Every record must be given again word for word; no picture belongs in the copy.

• **RECORDS**:
--- START ---

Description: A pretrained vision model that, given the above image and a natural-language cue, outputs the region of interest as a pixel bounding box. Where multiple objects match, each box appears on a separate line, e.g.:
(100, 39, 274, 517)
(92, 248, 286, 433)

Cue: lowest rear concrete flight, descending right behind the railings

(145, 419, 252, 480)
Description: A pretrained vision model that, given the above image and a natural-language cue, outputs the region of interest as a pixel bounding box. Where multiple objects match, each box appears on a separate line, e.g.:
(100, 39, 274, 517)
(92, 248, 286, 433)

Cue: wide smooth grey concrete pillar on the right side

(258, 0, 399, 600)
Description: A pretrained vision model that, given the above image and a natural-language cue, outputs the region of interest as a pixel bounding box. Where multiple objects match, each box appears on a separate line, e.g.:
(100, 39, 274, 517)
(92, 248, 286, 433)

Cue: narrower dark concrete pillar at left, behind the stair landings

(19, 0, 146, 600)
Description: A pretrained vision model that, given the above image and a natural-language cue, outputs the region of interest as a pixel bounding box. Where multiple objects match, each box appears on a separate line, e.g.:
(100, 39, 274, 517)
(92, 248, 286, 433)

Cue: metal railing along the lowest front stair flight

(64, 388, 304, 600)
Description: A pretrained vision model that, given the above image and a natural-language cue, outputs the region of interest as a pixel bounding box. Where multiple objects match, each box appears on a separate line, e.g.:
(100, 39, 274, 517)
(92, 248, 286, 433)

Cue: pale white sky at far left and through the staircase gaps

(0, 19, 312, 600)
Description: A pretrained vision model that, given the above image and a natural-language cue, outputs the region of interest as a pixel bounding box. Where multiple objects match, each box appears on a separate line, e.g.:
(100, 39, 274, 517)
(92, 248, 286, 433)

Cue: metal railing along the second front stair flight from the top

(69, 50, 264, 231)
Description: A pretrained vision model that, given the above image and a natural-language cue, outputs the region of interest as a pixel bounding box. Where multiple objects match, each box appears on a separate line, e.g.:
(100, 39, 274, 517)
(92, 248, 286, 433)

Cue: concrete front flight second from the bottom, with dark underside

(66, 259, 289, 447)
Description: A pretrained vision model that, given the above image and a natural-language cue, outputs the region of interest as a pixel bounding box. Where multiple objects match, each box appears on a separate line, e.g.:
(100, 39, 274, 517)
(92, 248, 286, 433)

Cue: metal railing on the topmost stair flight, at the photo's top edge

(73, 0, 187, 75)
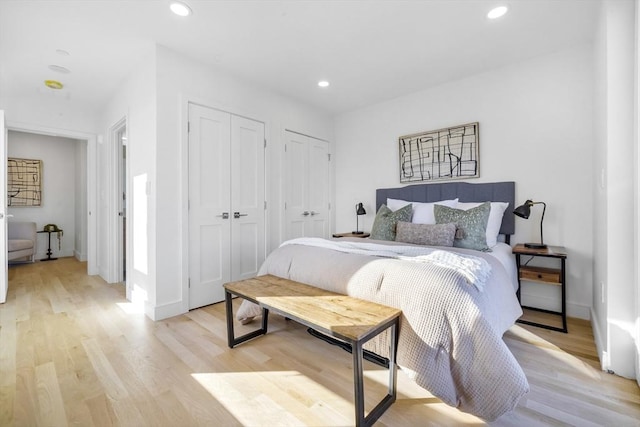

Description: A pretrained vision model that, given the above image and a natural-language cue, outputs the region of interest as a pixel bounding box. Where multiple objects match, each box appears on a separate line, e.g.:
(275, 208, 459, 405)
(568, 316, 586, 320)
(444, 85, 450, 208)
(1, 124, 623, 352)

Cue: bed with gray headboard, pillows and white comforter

(237, 182, 529, 421)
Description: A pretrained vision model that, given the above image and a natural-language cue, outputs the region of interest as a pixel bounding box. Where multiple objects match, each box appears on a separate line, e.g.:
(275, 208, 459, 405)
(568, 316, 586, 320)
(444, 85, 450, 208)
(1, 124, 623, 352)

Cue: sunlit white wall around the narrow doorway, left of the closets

(98, 47, 158, 317)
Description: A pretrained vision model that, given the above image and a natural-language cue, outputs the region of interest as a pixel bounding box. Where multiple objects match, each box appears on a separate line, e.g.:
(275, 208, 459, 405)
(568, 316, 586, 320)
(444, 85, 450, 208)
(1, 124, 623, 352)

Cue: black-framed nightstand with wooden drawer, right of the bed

(512, 244, 567, 333)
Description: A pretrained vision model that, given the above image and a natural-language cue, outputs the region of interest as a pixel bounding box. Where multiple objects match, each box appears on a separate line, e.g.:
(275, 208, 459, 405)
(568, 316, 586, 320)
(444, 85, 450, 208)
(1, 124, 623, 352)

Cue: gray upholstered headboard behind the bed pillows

(376, 182, 516, 241)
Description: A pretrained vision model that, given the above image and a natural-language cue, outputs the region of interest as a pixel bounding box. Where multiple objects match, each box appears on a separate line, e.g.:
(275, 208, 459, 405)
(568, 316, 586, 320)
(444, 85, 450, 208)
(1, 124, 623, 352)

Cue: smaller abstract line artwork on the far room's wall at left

(7, 157, 42, 207)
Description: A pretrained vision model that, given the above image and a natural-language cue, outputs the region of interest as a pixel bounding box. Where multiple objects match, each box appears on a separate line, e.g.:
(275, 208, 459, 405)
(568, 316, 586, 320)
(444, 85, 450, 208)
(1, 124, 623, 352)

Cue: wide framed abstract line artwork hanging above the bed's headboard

(398, 122, 480, 182)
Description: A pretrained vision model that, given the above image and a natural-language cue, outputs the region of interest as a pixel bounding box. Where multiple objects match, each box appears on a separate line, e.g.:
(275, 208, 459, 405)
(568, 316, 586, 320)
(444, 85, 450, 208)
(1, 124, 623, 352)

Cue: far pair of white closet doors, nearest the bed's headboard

(285, 132, 330, 239)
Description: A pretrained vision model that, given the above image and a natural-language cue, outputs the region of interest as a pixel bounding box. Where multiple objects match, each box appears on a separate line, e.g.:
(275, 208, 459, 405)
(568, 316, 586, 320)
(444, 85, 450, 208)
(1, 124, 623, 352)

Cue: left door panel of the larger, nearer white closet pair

(189, 105, 233, 309)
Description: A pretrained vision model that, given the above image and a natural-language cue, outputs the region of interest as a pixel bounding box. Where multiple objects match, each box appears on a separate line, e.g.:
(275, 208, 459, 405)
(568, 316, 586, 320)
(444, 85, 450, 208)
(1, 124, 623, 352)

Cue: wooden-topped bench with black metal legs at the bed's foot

--- END ---

• **EXERCISE OUTPUT**:
Description: A pretrained vision model that, given the above image and a natural-language cue, outputs the region of interest as a pixel bounding box. Where multiple objects match, each box appears on a separate line, e.g.:
(100, 39, 274, 517)
(92, 248, 286, 433)

Cue: lowest rear concrete flight, descending right behind the railings

(145, 419, 252, 480)
Description: A pretrained vision model that, given the above image and a natural-language cue, outputs the region of interest as a pixel bounding box. Where multiple objects match, each box appears on a separate line, e.g.:
(100, 39, 274, 517)
(92, 248, 286, 433)

Cue: wide smooth grey concrete pillar on the right side

(258, 0, 399, 600)
Description: A pretrained vision model that, given the above image and a natural-language cue, outputs the region of interest as a pixel bounding box. Where multiple objects match, each box appears on a separate line, e.g.:
(100, 39, 274, 517)
(92, 248, 286, 433)

Cue: narrower dark concrete pillar at left, behind the stair landings

(19, 0, 146, 600)
Description: A pretrained vision model that, given the above image and a natural-language cue, outputs the region of interest as a pixel bounding box. Where multiple objects match, each box appears on a separate line, e.g.:
(100, 39, 274, 517)
(92, 248, 286, 433)

Cue: metal railing along the lowest front stair flight

(64, 388, 304, 600)
Description: A pretrained vision model that, given the above image and a natural-language cue, outputs the region of interest as a pixel bounding box. Where multiple objects match, each box appears on a separate line, e.g.:
(100, 39, 274, 517)
(92, 248, 286, 433)

Cue: pale white sky at far left and through the staircase gaps

(0, 19, 312, 600)
Description: A pretrained vision model that, given the above image and a natural-language cue, outputs the region of interest as a pixel bounding box. Where multiple objects match, each box appears on a separate line, e.g.:
(100, 39, 274, 517)
(92, 248, 286, 433)

Cue: metal railing along the second front stair flight from the top

(69, 50, 264, 231)
Description: A pretrained vision model that, given the above image and a natural-language cue, outputs the region of interest as a pixel bounding box. Where multiple objects match, each box appears on a separate line, e.g.:
(100, 39, 274, 517)
(92, 248, 286, 433)

Cue: concrete front flight second from the bottom, with dark underside

(66, 259, 289, 447)
Description: A pretrained vision model that, given the above image and a natural-language cue, outputs the region of interest as a pixel bounding box. Where multiple objects match, each box appears on a separate line, e.g.:
(100, 39, 274, 517)
(92, 248, 286, 433)

Cue: metal railing on the topmost stair flight, at the photo's top edge

(73, 0, 187, 75)

Description: A pretrained vision model that, given the above image and a natural-language cue, outputs the region of interest as a pixel bounding box. Where multiple objects match, each box appears on a separate line, e.g.:
(275, 208, 459, 405)
(568, 316, 586, 320)
(444, 85, 450, 208)
(1, 124, 623, 352)

Cue: bed with gray headboard, pillows and white comforter

(237, 182, 529, 421)
Description: A pretrained vision model that, given the above image and a natural-language cue, outputs the region of interest as a pixel bounding box. Where multiple objects match, each box appears on a separate line, e.g.:
(275, 208, 459, 405)
(568, 316, 586, 320)
(444, 85, 450, 208)
(1, 124, 623, 352)

Cue: sunlit white wall around the narrow doorway, left of the closets

(98, 47, 158, 317)
Description: A pretrained vision model that, given the above image and a natural-language cue, outputs the region of interest as a pixel bounding box. Where multiple objects match, each box appears on a separate line, e.g.:
(275, 208, 459, 405)
(568, 316, 586, 320)
(444, 85, 450, 208)
(1, 124, 623, 352)

Cue: black-framed nightstand with wooden drawer, right of the bed

(512, 244, 567, 333)
Description: A pretrained vision model that, given the above image and a natural-language cue, outputs the region of interest as a pixel bounding box. Where multiple objects match, each box appears on a separate line, e.g.:
(275, 208, 459, 405)
(568, 316, 586, 320)
(444, 85, 450, 208)
(1, 124, 623, 352)

Cue: gray upholstered headboard behind the bed pillows

(376, 182, 516, 241)
Description: A pretrained vision model that, given the above image and a natural-language cue, outputs the region of interest as a pixel bounding box. Where multiple objects match, each box appears on a separate line, e.g.:
(275, 208, 459, 405)
(568, 316, 586, 320)
(444, 85, 450, 208)
(1, 124, 623, 352)

Cue: smaller abstract line artwork on the far room's wall at left

(7, 157, 42, 207)
Description: A pretrained vision model that, given the above image and a natural-language cue, outputs the region of interest as a pixel bounding box. Where multiple objects match, each box appears on a separate line, e.g.:
(275, 208, 459, 405)
(568, 316, 586, 320)
(444, 85, 450, 208)
(1, 124, 623, 352)

Cue: wide framed abstract line artwork hanging above the bed's headboard

(398, 122, 480, 182)
Description: A pretrained vision model that, given the above image and a natural-language cue, outputs the region of interest as a pixel bounding box. Where multiple objects match, each box appears on a separate line, e.g.:
(275, 208, 459, 405)
(568, 316, 586, 320)
(444, 85, 450, 208)
(1, 124, 623, 352)

Cue: far pair of white closet doors, nearest the bed's headboard

(285, 132, 330, 239)
Description: A pretrained vision model that, given the above image and a natural-language cue, outputs the region of interest as a pixel bounding box. Where multiple objects match, each box appears on a separate line, e.g.:
(275, 208, 459, 405)
(568, 316, 586, 320)
(444, 85, 450, 208)
(1, 124, 623, 352)

Cue: left door panel of the larger, nearer white closet pair

(189, 105, 233, 309)
Description: A pretrained vision model that, given the above image and a natural-language cue, outputs the region of interest as a pixel bounding box. Where multiple objects match, each box appears on a separate line, e.g.:
(275, 208, 459, 405)
(568, 316, 586, 320)
(444, 85, 450, 208)
(1, 124, 623, 352)

Cue: wooden-topped bench with black metal legs at the bed's foot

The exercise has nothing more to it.